Do this = Show each line of the entries below that contains the word "small". Letter case matters.

Image boundary labeling items

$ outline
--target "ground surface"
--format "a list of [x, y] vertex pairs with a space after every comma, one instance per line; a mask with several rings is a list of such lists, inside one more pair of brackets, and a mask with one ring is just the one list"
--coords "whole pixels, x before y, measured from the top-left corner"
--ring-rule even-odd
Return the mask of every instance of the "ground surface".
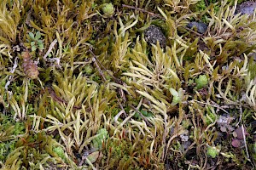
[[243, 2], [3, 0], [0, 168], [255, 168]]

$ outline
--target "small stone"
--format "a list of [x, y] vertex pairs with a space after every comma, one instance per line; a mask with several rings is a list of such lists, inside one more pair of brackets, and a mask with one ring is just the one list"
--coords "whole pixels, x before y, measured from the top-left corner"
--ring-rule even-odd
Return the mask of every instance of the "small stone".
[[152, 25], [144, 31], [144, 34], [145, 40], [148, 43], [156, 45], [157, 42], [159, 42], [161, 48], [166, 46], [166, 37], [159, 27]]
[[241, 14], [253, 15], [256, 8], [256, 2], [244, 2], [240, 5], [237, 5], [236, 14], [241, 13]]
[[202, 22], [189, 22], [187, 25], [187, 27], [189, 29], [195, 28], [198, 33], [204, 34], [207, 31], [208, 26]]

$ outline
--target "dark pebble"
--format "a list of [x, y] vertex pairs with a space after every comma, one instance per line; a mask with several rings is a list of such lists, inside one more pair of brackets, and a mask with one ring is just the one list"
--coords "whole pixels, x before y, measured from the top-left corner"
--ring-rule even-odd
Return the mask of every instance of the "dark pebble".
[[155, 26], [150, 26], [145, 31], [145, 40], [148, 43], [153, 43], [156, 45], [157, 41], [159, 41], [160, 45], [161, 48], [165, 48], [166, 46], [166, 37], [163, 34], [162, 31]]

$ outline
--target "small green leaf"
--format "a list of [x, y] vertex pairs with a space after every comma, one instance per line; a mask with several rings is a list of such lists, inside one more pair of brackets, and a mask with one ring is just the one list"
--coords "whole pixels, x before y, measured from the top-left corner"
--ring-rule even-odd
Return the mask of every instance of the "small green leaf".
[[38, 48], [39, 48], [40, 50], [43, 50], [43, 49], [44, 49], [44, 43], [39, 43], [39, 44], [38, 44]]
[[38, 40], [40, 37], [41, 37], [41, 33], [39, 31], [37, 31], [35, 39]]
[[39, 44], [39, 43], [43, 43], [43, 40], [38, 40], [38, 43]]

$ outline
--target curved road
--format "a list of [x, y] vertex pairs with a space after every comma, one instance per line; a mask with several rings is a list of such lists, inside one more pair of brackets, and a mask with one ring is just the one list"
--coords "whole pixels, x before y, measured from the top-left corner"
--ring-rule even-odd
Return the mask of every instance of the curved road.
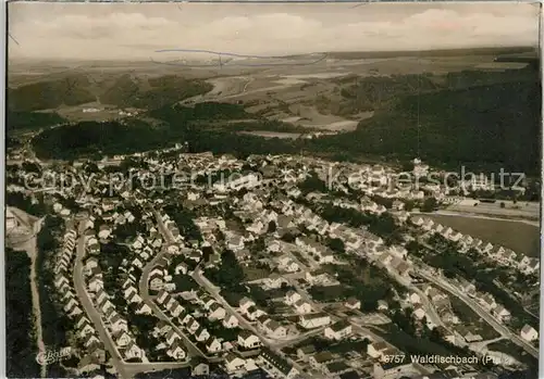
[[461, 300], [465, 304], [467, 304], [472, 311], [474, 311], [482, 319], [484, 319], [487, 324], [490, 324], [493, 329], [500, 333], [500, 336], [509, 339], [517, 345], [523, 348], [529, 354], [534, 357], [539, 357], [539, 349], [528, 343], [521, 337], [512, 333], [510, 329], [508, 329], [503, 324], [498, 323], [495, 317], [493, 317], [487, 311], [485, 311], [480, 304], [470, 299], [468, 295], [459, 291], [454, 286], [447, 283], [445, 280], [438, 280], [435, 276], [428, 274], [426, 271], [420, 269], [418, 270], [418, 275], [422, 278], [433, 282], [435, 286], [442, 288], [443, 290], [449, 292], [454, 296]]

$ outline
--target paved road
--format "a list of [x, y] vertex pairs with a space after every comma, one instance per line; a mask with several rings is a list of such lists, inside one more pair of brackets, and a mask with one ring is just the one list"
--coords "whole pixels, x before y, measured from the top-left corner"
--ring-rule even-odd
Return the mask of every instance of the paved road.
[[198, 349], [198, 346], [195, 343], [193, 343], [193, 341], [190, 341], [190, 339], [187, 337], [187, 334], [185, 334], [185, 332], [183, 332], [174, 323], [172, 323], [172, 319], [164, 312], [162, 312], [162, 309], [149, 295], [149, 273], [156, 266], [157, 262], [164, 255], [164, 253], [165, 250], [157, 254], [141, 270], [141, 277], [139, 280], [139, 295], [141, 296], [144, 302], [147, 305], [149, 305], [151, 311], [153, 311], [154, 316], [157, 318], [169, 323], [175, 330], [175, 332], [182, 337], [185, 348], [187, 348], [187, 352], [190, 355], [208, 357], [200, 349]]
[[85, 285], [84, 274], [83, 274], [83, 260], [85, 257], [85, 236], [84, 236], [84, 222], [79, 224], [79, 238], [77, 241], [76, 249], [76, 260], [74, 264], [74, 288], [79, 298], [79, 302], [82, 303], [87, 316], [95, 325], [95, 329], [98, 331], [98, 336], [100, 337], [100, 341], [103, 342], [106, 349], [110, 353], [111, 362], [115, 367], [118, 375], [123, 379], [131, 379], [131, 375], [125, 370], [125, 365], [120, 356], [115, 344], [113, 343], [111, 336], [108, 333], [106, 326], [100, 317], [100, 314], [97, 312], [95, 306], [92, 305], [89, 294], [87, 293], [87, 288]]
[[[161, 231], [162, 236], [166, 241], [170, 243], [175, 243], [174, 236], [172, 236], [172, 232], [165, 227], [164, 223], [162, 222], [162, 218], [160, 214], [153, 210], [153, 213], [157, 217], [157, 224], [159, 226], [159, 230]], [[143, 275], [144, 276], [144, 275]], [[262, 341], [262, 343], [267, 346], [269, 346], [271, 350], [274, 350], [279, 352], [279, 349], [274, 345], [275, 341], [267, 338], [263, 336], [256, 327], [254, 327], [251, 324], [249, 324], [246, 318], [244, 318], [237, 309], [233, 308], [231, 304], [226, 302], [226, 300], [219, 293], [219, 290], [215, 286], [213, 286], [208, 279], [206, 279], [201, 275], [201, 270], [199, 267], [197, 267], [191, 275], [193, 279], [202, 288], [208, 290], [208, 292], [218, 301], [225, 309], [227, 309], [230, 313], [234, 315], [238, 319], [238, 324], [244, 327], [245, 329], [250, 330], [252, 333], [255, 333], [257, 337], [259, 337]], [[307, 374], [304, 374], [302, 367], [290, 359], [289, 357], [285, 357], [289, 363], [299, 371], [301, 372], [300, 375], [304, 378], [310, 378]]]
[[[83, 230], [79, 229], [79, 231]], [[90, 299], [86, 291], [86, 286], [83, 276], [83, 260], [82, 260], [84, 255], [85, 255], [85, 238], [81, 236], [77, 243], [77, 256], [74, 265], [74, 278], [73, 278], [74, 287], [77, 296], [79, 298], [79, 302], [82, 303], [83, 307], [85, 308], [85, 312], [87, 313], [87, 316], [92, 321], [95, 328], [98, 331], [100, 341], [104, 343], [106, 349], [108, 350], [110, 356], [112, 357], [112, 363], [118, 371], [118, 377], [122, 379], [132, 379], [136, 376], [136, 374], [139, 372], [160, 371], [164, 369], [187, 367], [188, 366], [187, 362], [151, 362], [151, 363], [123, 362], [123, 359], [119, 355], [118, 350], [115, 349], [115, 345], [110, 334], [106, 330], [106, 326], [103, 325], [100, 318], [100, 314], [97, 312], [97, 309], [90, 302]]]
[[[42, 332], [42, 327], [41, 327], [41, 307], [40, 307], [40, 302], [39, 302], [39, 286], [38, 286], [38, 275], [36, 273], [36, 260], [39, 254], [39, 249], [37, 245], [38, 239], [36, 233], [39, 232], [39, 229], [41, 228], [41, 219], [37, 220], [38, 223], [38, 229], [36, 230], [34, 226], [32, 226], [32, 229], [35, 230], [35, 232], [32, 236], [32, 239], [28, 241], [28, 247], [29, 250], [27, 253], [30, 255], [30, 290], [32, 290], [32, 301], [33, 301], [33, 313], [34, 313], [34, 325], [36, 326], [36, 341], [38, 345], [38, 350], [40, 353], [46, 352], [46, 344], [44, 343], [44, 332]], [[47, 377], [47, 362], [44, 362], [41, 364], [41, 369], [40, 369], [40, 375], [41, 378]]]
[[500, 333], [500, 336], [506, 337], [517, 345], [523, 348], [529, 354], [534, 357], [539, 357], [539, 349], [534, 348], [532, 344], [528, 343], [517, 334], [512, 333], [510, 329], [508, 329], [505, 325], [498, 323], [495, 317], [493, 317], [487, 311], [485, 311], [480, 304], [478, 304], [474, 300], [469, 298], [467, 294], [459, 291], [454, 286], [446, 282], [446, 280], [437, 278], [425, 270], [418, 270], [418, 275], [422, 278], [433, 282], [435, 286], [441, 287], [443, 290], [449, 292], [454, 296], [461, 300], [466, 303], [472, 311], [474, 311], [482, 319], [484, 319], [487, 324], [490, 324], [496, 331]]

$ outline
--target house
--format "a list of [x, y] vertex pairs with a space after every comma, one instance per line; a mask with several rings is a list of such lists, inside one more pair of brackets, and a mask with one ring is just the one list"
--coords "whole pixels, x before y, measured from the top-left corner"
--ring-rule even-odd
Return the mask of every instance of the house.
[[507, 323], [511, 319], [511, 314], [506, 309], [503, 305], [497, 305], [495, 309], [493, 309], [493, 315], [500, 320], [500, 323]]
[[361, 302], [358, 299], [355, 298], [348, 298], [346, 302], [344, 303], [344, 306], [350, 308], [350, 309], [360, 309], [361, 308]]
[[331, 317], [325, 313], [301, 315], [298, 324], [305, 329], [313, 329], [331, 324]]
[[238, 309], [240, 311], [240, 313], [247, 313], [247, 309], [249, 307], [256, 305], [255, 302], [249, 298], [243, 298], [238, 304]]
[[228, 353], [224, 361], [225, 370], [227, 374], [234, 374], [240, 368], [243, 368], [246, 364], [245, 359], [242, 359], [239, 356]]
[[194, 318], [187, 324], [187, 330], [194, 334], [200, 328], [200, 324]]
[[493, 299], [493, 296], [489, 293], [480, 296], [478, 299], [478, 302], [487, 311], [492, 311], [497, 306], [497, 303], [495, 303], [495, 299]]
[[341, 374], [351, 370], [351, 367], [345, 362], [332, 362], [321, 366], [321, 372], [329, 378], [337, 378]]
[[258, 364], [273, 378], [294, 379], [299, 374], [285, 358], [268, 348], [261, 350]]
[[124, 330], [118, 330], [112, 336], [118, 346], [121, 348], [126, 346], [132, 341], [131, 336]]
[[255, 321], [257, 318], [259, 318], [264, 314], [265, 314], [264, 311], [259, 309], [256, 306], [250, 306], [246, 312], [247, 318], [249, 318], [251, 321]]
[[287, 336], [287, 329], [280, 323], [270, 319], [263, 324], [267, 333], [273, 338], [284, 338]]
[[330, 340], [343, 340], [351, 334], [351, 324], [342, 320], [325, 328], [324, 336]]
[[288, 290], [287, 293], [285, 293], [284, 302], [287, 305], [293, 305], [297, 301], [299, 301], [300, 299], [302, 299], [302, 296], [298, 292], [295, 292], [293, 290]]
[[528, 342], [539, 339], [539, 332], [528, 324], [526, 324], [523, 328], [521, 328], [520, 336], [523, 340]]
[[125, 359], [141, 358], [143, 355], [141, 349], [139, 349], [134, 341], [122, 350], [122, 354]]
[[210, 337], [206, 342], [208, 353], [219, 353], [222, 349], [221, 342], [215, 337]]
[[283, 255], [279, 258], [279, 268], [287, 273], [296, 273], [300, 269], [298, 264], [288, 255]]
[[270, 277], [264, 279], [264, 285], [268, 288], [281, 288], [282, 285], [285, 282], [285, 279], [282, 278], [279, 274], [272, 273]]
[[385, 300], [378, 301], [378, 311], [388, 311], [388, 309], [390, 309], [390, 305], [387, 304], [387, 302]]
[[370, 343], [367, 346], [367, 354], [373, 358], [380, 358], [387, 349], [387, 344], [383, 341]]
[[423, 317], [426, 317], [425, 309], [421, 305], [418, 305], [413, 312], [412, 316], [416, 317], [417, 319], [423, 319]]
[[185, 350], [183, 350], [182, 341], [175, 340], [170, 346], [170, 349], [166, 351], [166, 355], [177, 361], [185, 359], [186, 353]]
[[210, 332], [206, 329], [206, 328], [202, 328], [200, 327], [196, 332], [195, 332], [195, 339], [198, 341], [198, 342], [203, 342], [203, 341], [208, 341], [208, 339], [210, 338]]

Written answer =
--target "small stone"
Return the mask of every instance of the "small stone".
--target "small green leaf"
Return the mask of every instance of the "small green leaf".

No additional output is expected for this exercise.